STATED PROBLEM
Reproduce the section of the listing that opens with the line containing "Where can the wooden frame" and closes with the line containing "<point>609,417</point>", replacing "mud patch" with "muddy area" and changing nothing else.

Stored data:
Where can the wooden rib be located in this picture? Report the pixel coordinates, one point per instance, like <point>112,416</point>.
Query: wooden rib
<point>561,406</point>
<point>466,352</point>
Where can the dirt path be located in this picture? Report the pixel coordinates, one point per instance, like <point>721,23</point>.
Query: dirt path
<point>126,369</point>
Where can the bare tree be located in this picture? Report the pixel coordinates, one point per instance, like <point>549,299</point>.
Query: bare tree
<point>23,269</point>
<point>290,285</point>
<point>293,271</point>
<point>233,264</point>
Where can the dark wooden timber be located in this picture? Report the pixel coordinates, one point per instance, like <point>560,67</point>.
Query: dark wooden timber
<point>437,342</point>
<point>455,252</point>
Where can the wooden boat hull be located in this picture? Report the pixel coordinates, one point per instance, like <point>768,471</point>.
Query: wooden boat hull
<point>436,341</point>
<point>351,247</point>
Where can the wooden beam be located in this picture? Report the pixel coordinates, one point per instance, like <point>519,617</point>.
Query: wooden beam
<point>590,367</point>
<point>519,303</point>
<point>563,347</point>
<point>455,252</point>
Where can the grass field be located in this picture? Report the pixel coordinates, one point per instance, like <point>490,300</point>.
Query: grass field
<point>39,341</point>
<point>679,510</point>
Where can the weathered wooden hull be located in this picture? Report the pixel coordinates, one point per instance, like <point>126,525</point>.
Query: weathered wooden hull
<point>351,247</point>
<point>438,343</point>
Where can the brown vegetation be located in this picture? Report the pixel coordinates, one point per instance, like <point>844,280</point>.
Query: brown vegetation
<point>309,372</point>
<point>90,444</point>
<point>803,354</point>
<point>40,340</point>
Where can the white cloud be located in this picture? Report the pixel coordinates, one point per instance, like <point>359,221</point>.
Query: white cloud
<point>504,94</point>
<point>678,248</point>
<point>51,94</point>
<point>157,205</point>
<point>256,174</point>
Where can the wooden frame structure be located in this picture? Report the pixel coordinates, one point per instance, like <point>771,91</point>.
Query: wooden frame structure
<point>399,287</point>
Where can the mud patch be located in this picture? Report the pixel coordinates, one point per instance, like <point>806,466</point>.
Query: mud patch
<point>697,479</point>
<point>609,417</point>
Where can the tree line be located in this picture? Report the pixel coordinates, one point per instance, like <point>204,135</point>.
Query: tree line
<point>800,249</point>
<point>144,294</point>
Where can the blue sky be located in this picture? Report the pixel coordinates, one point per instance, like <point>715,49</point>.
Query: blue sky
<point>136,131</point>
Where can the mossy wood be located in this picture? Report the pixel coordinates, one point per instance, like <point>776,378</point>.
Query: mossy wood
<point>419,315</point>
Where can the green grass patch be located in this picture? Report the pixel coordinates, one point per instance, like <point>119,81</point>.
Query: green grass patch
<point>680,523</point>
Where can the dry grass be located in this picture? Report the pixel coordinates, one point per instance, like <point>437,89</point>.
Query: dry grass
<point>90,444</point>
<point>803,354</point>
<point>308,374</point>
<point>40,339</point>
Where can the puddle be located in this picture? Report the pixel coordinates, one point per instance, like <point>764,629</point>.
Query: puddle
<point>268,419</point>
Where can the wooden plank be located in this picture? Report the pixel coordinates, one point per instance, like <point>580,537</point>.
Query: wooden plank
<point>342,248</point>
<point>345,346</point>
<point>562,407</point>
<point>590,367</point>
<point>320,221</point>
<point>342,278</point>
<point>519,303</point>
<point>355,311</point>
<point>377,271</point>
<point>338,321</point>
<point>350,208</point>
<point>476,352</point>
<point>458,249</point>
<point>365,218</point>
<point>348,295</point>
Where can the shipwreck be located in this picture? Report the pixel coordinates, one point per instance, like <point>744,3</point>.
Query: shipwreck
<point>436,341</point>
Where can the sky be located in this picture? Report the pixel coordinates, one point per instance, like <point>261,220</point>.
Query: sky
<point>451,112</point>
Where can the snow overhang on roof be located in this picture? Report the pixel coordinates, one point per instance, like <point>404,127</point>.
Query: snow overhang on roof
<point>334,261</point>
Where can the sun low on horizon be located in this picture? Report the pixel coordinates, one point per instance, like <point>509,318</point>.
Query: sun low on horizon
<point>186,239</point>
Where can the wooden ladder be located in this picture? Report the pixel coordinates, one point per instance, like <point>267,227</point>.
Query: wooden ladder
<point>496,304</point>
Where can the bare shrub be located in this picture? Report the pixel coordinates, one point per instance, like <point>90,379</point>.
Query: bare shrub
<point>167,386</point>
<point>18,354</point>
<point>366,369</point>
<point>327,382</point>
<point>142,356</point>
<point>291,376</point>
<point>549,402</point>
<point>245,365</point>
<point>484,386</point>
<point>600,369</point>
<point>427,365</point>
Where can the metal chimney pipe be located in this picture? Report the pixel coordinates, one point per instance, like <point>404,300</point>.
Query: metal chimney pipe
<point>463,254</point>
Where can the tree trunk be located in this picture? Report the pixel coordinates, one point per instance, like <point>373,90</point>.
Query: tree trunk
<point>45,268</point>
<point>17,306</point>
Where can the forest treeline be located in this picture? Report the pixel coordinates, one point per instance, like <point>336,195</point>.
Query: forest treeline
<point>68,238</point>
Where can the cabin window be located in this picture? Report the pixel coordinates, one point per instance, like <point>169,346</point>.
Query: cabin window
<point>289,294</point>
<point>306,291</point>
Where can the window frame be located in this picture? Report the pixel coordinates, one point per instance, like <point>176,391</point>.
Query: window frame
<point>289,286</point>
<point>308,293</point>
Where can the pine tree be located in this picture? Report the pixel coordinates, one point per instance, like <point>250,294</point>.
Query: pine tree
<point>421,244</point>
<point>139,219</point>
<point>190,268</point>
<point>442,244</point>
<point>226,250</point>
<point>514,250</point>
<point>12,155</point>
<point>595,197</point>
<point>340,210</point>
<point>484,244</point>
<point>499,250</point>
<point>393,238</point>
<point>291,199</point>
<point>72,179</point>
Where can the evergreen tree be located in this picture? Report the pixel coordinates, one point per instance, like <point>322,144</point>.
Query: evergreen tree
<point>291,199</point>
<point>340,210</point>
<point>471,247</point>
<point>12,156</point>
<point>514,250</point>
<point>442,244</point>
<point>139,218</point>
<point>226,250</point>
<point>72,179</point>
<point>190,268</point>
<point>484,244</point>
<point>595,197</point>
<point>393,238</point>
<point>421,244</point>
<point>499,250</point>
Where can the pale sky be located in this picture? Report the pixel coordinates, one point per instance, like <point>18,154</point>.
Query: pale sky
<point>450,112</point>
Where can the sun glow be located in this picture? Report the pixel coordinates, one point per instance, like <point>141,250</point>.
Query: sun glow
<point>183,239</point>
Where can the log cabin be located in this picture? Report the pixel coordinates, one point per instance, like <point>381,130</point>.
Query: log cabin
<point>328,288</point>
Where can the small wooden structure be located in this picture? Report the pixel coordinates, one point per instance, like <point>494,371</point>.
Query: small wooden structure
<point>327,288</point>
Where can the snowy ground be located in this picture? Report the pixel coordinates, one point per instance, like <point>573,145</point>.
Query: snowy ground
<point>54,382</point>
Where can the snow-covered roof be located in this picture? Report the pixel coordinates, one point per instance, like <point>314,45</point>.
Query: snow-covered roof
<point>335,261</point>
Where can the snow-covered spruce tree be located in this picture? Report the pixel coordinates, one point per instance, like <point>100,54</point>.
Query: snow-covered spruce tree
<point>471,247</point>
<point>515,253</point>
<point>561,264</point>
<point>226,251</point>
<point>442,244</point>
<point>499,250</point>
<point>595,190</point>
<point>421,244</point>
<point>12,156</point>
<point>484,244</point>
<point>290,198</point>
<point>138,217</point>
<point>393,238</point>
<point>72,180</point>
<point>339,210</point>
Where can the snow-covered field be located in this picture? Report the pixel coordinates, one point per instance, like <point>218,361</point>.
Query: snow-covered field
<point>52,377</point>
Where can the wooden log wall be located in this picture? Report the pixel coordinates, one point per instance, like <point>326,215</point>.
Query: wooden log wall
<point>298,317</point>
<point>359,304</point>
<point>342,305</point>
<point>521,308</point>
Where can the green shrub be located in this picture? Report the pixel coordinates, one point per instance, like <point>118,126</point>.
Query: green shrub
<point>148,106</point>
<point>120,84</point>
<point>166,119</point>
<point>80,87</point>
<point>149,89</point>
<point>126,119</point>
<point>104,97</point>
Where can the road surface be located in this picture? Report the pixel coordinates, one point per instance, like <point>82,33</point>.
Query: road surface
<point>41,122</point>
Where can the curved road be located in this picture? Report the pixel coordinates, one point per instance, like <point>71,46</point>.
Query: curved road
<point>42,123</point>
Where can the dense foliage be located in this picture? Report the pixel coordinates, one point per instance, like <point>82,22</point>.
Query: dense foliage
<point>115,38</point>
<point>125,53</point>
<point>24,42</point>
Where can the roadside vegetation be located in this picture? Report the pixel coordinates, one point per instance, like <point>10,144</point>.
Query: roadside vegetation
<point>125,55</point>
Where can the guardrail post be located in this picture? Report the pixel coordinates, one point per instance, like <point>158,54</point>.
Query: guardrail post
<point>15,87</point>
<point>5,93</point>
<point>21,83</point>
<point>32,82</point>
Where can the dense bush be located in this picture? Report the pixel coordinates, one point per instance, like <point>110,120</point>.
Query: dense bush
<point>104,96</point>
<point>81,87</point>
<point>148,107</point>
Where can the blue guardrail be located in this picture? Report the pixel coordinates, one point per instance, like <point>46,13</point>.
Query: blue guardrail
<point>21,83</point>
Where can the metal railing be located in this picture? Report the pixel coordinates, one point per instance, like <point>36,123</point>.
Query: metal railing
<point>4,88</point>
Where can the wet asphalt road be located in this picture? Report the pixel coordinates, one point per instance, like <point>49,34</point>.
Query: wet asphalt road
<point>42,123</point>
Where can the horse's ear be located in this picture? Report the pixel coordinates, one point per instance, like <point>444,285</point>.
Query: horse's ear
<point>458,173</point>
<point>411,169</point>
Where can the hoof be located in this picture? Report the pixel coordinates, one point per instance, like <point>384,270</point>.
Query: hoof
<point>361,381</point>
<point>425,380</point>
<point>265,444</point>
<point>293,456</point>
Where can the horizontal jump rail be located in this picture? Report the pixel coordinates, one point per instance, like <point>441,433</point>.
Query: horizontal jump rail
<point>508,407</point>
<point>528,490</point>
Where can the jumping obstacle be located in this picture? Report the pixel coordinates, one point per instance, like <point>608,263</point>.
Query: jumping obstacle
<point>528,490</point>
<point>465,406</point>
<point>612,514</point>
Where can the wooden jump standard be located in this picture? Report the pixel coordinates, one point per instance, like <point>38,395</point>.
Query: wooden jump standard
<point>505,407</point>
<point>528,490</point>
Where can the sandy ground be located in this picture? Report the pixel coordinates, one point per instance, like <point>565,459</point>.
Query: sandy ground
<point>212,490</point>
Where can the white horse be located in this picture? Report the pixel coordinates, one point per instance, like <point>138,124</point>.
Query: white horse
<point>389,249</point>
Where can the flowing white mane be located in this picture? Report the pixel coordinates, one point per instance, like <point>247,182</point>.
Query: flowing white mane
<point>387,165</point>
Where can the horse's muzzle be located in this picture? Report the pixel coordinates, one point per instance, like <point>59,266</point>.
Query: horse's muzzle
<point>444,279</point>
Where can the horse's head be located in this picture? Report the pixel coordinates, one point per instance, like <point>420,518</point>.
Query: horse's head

WRITTEN ANSWER
Where can the wooden frame structure be located in this picture? Report the pixel coordinates, one point per instance, like <point>771,91</point>.
Query: wooden frame structure
<point>399,287</point>
Where can the muddy area be located in this picture? Report the pixel coordinates, one point per instance, like <point>806,466</point>.
Query: muddy area
<point>697,479</point>
<point>609,417</point>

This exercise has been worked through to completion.